-- Start --

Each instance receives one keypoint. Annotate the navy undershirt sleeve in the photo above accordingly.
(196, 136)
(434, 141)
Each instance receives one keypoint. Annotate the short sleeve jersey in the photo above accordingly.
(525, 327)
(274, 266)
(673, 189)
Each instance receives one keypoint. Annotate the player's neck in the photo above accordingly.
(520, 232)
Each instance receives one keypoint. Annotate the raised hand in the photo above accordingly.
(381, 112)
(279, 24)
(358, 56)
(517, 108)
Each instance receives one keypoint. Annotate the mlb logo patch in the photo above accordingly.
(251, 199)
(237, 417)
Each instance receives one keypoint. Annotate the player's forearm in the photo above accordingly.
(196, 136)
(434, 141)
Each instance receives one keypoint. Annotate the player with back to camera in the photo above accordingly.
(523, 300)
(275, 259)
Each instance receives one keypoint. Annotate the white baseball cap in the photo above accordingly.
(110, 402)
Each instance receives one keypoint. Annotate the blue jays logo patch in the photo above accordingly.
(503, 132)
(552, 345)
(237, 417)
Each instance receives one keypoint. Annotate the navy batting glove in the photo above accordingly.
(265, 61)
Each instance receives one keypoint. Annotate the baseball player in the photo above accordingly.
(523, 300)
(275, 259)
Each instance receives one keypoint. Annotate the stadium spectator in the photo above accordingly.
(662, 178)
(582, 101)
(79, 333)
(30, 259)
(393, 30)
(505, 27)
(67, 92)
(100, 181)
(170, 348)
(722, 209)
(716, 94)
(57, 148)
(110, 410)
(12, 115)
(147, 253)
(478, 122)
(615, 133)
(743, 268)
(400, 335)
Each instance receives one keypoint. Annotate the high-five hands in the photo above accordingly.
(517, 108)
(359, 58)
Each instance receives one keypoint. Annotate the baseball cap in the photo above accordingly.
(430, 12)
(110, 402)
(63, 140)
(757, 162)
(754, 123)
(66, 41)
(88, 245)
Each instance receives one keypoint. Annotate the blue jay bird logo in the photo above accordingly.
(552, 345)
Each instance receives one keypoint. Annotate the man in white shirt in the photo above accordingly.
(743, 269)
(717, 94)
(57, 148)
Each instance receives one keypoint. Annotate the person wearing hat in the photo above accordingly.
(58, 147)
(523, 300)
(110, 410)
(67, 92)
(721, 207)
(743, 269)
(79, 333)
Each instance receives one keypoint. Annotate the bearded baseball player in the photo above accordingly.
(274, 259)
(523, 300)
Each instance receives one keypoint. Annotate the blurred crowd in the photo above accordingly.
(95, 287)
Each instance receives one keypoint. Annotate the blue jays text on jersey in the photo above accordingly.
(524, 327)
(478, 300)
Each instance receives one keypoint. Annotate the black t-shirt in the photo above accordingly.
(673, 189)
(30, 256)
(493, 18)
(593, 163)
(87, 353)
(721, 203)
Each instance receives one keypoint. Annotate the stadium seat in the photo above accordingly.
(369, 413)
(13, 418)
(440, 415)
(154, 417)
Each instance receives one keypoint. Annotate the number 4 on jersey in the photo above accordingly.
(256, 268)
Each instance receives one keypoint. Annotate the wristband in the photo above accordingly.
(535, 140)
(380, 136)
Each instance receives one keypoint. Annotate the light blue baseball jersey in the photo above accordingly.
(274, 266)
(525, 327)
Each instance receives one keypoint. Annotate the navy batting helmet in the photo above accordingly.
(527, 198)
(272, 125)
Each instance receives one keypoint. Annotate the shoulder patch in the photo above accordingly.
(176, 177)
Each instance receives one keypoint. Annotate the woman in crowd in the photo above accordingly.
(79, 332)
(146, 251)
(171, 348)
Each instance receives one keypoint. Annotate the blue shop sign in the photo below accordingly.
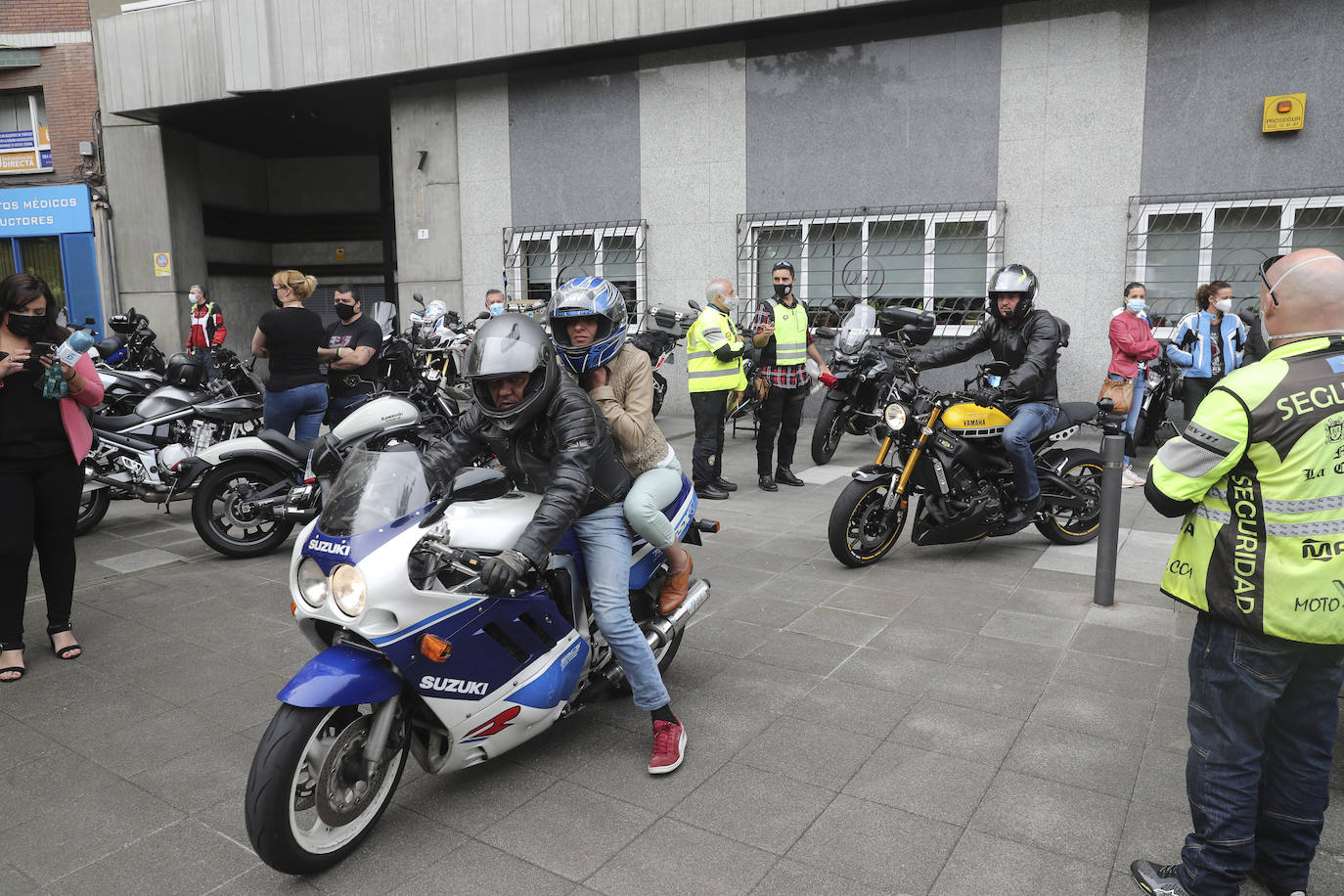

-- End --

Exercise directions — Return, word for word, the stretch from the line that contains "Each instance receives one keypoint. Annotate the woman" through the end of the records. Leave the pictures out of your answer.

Written answer —
Each instance receives one keypoint. Annotate the woman in crowd in the photo above accordingly.
(79, 332)
(146, 251)
(171, 348)
Each instance receives one keypoint. Annotate the blue shop sign in the photo below accordingly.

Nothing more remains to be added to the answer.